TASKS -
**a.** From the passage on the 2016 Turkish coup attempt, list each kind of media outlet reported as seized, with the number given for each.
**b.** Please return the part of the passage on the 2016 Turkish coup attempt that opens with the words containing "July 15, 2016." and closes with "would be paid.".
**c.** Write the next part of the passage on the 2016 Turkish coup attempt, starting after its last sentence.

START EXTRACT PROVIDED

July 15, 2016. Tanks and soldiers enter key Turkish cities. News broadcasters are stormed, the parliament building is bombarded, civilians are killed in the streets. Elements of the Turkish military have attempted to seize control of the country from the democratically elected government. The coup attempt occurs as night falls and while President Recep Tayyip Erdoğan is visiting the coastal city of Marmaris — indicative of his geographic separation from the apparatus of power — the president’s initial public response is broadcast via iPhone’s FaceTime.
By morning Erdoğan had returned to Istanbul, reporting that the coup attempt had collapsed and a “heavy price” would be paid.
Action follows words and within the next twenty four hours 2,800 members of the military and 2,700 judges are detained. The following weeks (and continuing as I write this) see Erdoğan’s response widen to embroil more of Turkey’s institutions. As of today, 10,000 members of the military (including 143 generals, officers and admirals — one third of all military leaders) have been purged. 1,600 university Deans have been asked to resign and a dozen Universities ordered close. More than 20,000 teachers and scores of public servants have been fired. The press doesn’t escape the crosshairs, 45 newspapers, 16 TV channels, 23 radio stations, three news agencies and 15 magazines are seized, hundreds of journalists lose their jobs and press credentials, and 89 warrants for the arrest of journalists are issued.

END EXTRACT PROVIDED
START STORED ROWS

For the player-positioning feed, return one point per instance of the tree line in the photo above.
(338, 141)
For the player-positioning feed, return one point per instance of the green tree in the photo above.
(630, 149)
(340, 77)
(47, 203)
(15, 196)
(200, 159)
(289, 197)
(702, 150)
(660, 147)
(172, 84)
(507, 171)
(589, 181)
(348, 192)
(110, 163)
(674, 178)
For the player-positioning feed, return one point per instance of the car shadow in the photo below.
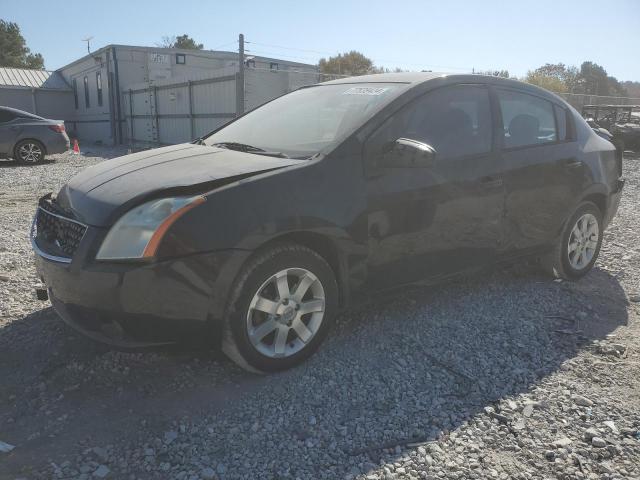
(416, 366)
(8, 163)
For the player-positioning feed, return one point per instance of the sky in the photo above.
(451, 35)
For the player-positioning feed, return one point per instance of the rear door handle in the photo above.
(571, 163)
(491, 182)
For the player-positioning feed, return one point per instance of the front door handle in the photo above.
(491, 182)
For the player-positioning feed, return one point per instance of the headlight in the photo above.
(138, 232)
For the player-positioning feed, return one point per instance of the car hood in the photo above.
(100, 194)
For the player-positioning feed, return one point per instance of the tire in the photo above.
(29, 152)
(620, 146)
(567, 265)
(258, 300)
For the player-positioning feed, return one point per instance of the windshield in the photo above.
(304, 122)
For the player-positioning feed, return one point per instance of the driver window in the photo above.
(455, 121)
(6, 116)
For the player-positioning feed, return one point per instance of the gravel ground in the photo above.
(501, 375)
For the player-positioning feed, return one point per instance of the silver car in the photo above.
(28, 138)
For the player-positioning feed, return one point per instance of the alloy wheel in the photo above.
(30, 152)
(583, 241)
(286, 313)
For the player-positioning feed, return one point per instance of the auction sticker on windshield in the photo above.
(365, 91)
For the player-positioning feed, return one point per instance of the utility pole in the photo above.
(240, 77)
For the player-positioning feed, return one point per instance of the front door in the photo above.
(8, 131)
(430, 220)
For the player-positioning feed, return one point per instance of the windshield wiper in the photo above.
(243, 147)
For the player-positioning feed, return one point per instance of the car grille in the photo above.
(54, 232)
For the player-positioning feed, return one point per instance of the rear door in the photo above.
(8, 130)
(542, 174)
(431, 220)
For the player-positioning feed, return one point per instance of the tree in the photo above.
(13, 49)
(350, 63)
(632, 88)
(181, 41)
(556, 77)
(594, 79)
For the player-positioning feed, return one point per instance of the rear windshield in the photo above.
(306, 121)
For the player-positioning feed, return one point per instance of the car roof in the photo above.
(416, 78)
(21, 113)
(401, 77)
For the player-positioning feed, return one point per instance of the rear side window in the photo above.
(563, 122)
(455, 121)
(527, 120)
(6, 116)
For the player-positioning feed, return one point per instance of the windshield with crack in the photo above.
(304, 122)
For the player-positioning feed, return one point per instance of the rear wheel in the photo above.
(29, 152)
(578, 248)
(281, 310)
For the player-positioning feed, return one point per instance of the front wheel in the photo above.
(578, 248)
(281, 309)
(29, 152)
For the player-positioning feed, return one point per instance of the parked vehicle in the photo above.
(621, 121)
(28, 138)
(324, 197)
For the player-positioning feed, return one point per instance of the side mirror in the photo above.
(407, 153)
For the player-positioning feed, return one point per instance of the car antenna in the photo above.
(88, 40)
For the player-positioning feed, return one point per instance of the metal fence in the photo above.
(166, 113)
(579, 100)
(178, 112)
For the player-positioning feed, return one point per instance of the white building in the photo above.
(37, 91)
(168, 95)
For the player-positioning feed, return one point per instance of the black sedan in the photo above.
(28, 138)
(258, 233)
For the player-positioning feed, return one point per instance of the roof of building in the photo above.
(204, 53)
(30, 78)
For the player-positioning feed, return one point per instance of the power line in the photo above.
(292, 48)
(378, 61)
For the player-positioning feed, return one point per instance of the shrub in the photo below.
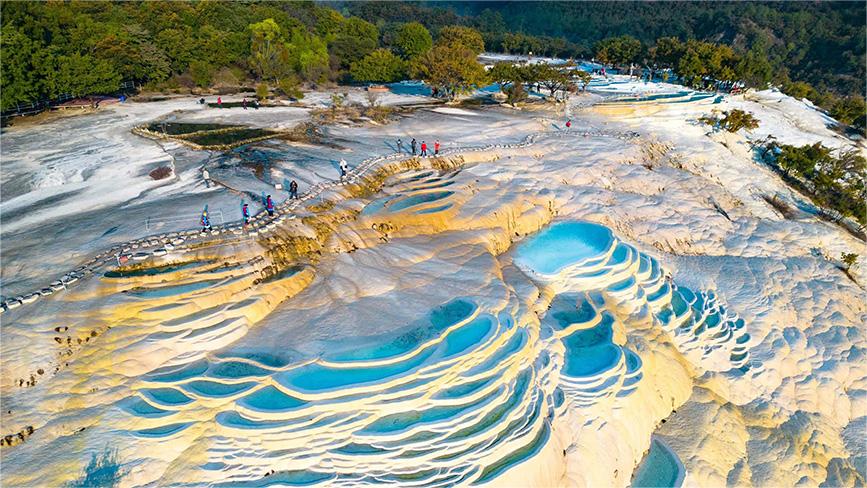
(849, 259)
(161, 173)
(262, 91)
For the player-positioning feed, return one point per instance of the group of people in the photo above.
(245, 208)
(424, 148)
(255, 102)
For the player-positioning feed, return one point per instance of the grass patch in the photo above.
(230, 138)
(780, 206)
(181, 128)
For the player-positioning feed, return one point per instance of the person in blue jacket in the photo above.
(206, 222)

END STORED ROWS

EXERCISE ANSWERS -
**a.** 45 newspapers, 16 TV channels, 23 radio stations, three news agencies, and 15 magazines.

**b.**
July 15, 2016. Tanks and soldiers enter key Turkish cities. News broadcasters are stormed, the parliament building is bombarded, civilians are killed in the streets. Elements of the Turkish military have attempted to seize control of the country from the democratically elected government. The coup attempt occurs as night falls and while President Recep Tayyip Erdoğan is visiting the coastal city of Marmaris — indicative of his geographic separation from the apparatus of power — the president’s initial public response is broadcast via iPhone’s FaceTime.
By morning Erdoğan had returned to Istanbul, reporting that the coup attempt had collapsed and a “heavy price” would be paid.

**c.**
A State of emergency is declared, giving Erdoğan further power. In total over 80,000 people are detailed, suspended, or placed under investigation.
The immediacy and extent of the response has raised questions and theories. The more conspiratorial among them suggest that Erdoğan himself instigated the coup. More reasonable voices argue that the chaos is being used to execute a planned purge of any opposition, evinced by the rapid, sweeping arrests and given further credence by the admission that Turkish intelligence had no prior knowledge of the coup. It has been suggested the coup itself was a last ditch attempt by members of the military to stave off an incoming purge, the one that we are witnessing now.
When citizens took to the street in defiance of the military, they did so on the pretence of protecting Turkey’s increasingly fragile democratic system. But their victory may be a Pyrrhic one, and spell the defeat of democracy in Turkey.
The Republic of Turkey is a young country with a turbulent past. It took the collapse of an empire and a four year war of liberation for the formation of the modern state that we see today.
For 600 years the Ottoman Empire stood as the crossroad between East and West. After a long decline (signalled by persistent defeat by European armies, catalyzed by centuries of stagnation in social and military doctrine, and technology), the Ottoman defeat in World War I heralded the end of the empire. It’s apparent fate, to succumb to occupation and a humiliating partition by European powers. The imperial government of the Sultan (also the Islamic Caliph) was allowed to persist only as a rump state dominated by Europe.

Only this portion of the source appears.